## Passage provided
--- start ---

National
‘Day of Rage’ protests held over India sodomy ruling
Advocates gathered in Delhi, Mumbai, D.C., London

LGBT rights advocates in Bangalore, India, on Dec. 15, 2013, protest the Indian Supreme Court ruling that recriminalized homosexuality. (Photo courtesy of Neha Nambiar)
Thousands of LGBT rights advocates in India and around the world on Sunday took part in “Day of Rage” protests against last week’s India Supreme Court ruling that recriminalized homosexuality.
Activists and their supporters gathered in Delhi, Mumbai, Chennai, Kolkota and other Indian cities to express their outrage over the Dec. 11 decision. Protests also took place outside the Indian embassy on Massachusetts Avenue, N.W., in Northwest D.C. and in New York, London, Toronto and other cities.
“I was especially overwhelmed to see parents of individuals from the community standing up for their kids,” Neha Nambier told the Washington Blade after she took part in a protest against the decision in Bangalore in the southern Indian state of Karnataka.

--- end ---

## Written problem a
Please copy the article from "Thousands of LGBT" to "India Supreme Court ruling that recriminalized homosexuality." word for word.
The entries that come next have no connection to the article.

## Material for this exercise
--- start ---

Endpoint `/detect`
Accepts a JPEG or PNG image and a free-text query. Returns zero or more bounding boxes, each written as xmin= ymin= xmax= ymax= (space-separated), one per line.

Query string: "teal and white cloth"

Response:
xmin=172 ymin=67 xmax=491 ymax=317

--- end ---

## Written problem b
Rewrite the entry above, switching "teal" to "navy" and leaving everything else unchanged.

## Task response a
Thousands of LGBT rights advocates in India and around the world on Sunday took part in “Day of Rage” protests against last week’s India Supreme Court ruling that recriminalized homosexuality.

## Task response b
Endpoint `/detect`
Accepts a JPEG or PNG image and a free-text query. Returns zero or more bounding boxes, each written as xmin= ymin= xmax= ymax= (space-separated), one per line.

Query string: "navy and white cloth"

Response:
xmin=172 ymin=67 xmax=491 ymax=317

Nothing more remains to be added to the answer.